Records supplied section start

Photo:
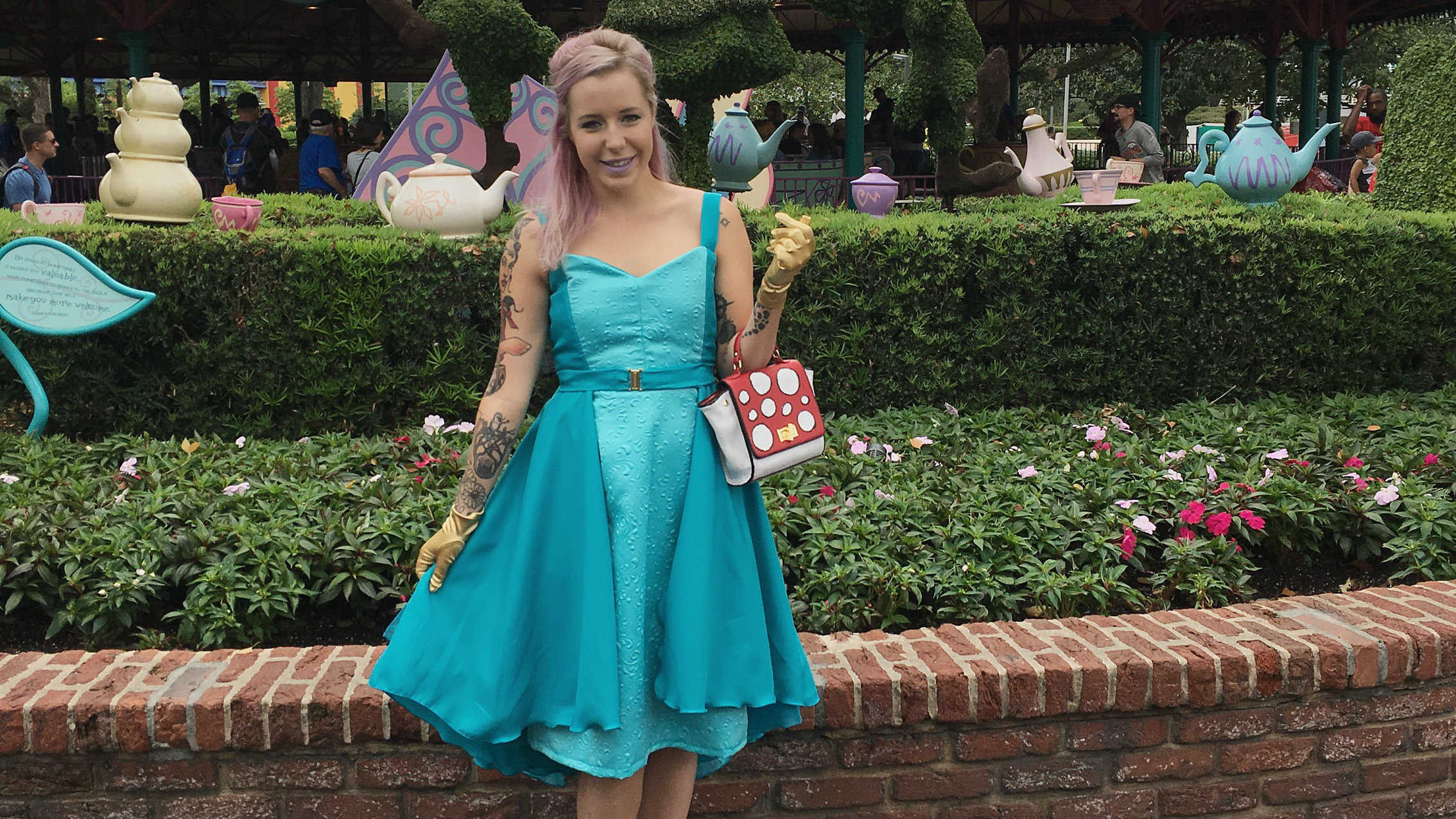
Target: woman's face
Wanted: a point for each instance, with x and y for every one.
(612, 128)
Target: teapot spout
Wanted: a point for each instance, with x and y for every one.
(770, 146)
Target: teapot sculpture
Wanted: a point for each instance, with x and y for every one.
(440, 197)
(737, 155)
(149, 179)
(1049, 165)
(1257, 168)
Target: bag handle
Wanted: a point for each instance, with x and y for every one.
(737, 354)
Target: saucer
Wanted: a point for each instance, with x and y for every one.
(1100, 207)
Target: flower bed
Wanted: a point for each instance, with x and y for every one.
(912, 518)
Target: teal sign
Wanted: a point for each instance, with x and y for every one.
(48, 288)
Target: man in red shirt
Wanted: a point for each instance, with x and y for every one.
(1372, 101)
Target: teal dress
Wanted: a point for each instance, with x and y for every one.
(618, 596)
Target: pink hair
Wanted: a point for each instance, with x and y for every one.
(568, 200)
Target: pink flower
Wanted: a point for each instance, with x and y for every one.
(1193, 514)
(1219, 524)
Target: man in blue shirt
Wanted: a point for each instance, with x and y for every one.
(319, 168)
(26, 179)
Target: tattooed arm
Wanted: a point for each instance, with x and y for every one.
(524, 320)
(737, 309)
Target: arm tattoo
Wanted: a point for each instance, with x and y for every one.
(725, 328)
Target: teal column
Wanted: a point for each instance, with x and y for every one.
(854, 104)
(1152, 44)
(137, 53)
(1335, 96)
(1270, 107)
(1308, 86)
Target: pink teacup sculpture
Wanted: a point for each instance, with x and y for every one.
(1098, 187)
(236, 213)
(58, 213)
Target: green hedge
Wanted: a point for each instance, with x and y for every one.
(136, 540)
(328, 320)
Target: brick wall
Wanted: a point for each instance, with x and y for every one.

Records supplied section end

Action item:
Using the entries, count how many lines contain the string "shirt". Write only the number.

Answer to this exercise:
2